*** Available data

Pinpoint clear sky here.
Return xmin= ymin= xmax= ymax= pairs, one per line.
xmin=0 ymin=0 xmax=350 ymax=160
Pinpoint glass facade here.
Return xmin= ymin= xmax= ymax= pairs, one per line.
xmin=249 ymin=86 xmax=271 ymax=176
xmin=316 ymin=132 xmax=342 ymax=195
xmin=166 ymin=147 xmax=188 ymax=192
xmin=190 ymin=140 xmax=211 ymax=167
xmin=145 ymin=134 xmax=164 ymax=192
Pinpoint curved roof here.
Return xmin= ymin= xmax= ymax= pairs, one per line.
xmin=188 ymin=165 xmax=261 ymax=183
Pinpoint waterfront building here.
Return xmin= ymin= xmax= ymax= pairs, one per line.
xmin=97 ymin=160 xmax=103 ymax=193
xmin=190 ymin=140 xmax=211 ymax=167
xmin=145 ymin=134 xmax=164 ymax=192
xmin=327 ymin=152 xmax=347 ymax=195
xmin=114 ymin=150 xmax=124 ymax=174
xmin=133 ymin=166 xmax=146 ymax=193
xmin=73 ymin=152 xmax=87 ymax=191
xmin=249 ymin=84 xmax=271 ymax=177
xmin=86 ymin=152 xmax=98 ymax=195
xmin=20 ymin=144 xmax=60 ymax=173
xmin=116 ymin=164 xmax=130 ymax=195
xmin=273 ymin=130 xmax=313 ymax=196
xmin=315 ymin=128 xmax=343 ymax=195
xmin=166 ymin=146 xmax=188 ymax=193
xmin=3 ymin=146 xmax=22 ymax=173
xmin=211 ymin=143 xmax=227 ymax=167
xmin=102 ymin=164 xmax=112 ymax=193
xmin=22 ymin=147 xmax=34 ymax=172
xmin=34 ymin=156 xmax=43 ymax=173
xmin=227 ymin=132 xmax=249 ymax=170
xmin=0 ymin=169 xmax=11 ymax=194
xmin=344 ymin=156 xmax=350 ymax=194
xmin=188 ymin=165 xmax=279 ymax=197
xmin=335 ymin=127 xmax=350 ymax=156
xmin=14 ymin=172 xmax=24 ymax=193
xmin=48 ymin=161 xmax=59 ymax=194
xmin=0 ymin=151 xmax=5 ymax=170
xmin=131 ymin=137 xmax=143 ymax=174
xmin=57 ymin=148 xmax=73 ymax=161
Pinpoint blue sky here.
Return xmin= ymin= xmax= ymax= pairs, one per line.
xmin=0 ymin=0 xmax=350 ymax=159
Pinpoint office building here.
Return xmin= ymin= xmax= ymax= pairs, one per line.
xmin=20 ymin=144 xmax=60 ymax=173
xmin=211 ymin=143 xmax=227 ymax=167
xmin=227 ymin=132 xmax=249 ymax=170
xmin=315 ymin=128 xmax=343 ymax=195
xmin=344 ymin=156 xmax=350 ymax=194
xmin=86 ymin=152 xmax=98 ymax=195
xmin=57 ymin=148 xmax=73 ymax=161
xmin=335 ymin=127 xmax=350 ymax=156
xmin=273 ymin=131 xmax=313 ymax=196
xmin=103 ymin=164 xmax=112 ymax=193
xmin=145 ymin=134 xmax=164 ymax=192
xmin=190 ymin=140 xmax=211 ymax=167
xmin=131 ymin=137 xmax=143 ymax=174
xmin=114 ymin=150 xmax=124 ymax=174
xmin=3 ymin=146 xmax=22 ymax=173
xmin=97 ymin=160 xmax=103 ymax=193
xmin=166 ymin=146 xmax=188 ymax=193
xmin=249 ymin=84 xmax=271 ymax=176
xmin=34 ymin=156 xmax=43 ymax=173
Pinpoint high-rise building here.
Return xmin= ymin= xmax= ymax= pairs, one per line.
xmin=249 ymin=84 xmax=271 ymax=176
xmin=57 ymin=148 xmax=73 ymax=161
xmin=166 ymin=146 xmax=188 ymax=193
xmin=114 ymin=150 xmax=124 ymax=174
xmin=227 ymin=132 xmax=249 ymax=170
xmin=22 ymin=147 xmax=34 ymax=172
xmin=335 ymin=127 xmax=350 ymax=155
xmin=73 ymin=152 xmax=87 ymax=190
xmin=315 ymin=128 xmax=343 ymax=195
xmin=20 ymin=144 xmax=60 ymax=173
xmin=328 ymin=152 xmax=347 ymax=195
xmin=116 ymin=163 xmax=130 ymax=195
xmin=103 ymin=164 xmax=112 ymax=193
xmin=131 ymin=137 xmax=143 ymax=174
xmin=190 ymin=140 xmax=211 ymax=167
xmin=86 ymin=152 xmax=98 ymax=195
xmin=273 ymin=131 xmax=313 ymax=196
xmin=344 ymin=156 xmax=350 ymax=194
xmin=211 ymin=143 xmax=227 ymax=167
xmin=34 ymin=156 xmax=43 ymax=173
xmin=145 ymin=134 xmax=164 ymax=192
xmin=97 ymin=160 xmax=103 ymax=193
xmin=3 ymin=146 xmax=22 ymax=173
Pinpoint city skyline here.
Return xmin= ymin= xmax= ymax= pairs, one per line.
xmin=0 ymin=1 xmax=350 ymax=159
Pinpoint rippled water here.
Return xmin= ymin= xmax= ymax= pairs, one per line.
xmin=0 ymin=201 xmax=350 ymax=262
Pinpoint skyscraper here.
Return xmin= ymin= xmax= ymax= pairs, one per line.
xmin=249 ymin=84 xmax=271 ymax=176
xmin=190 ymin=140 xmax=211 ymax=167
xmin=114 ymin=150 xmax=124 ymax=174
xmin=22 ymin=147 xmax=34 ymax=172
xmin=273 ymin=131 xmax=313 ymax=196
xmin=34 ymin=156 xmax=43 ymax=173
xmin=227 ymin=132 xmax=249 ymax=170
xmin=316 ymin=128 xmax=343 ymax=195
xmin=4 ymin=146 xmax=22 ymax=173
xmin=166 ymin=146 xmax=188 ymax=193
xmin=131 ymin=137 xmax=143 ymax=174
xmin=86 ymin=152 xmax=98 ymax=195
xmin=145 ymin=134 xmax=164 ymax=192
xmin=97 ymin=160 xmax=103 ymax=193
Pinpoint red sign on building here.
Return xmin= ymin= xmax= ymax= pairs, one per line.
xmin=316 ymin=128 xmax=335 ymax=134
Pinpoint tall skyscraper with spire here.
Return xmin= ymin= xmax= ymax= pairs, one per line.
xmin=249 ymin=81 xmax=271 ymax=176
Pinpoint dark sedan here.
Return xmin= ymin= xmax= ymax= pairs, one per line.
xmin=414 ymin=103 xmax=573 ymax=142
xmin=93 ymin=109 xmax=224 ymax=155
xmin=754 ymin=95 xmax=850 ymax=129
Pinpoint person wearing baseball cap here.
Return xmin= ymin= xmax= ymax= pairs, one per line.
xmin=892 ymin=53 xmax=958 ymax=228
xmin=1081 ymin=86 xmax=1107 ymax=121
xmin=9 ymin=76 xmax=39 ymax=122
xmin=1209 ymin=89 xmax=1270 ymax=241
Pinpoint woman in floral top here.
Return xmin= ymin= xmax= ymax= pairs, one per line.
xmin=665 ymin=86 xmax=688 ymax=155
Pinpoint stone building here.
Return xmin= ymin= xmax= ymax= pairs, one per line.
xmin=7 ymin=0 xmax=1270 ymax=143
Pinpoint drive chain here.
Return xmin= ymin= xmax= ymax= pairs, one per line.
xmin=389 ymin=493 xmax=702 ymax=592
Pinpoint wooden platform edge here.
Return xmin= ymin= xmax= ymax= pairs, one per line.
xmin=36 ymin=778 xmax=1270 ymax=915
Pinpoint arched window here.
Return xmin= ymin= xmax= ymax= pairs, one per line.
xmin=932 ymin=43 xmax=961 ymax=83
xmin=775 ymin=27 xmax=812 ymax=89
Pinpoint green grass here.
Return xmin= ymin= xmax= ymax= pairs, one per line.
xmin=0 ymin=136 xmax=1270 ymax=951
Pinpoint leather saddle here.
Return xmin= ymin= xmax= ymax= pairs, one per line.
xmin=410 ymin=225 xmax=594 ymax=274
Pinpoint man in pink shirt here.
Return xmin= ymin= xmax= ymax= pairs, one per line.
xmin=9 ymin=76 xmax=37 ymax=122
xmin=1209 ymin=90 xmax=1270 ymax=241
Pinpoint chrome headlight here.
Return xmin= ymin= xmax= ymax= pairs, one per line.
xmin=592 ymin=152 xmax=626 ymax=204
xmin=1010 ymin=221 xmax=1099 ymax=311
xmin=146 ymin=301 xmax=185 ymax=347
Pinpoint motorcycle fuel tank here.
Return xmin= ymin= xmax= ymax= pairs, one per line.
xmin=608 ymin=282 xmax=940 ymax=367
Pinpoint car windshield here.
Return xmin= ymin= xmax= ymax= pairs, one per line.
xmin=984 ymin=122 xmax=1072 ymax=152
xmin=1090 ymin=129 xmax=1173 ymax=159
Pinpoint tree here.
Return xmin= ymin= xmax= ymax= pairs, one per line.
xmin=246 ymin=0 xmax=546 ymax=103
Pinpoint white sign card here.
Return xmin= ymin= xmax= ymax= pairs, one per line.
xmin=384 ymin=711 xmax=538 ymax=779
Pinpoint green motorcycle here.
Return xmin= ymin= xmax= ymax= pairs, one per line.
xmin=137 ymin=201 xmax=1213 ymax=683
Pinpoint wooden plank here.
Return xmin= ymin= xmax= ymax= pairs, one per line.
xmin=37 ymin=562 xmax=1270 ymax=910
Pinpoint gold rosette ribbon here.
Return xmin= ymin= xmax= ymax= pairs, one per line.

******

[Written exercise]
Set down, unchanged, the line that contains "Pinpoint tree here." together with every later line in the records, through the last one.

[Correct result]
Pinpoint tree here.
Return xmin= ymin= xmax= ymax= pairs, one per line.
xmin=246 ymin=0 xmax=546 ymax=103
Pinpoint white sign card here.
Return xmin= ymin= xmax= ymax= pairs, one per line.
xmin=384 ymin=711 xmax=538 ymax=779
Pinpoint green motorcycle here.
Return xmin= ymin= xmax= ymax= pairs, one per line.
xmin=137 ymin=201 xmax=1213 ymax=683
Pinpoint wooden plank here.
Return xmin= ymin= xmax= ymax= pairs, one per line.
xmin=37 ymin=562 xmax=1270 ymax=910
Pinpoint gold rosette ribbon here.
Return xmin= ymin= xmax= ymax= pairs, one per line.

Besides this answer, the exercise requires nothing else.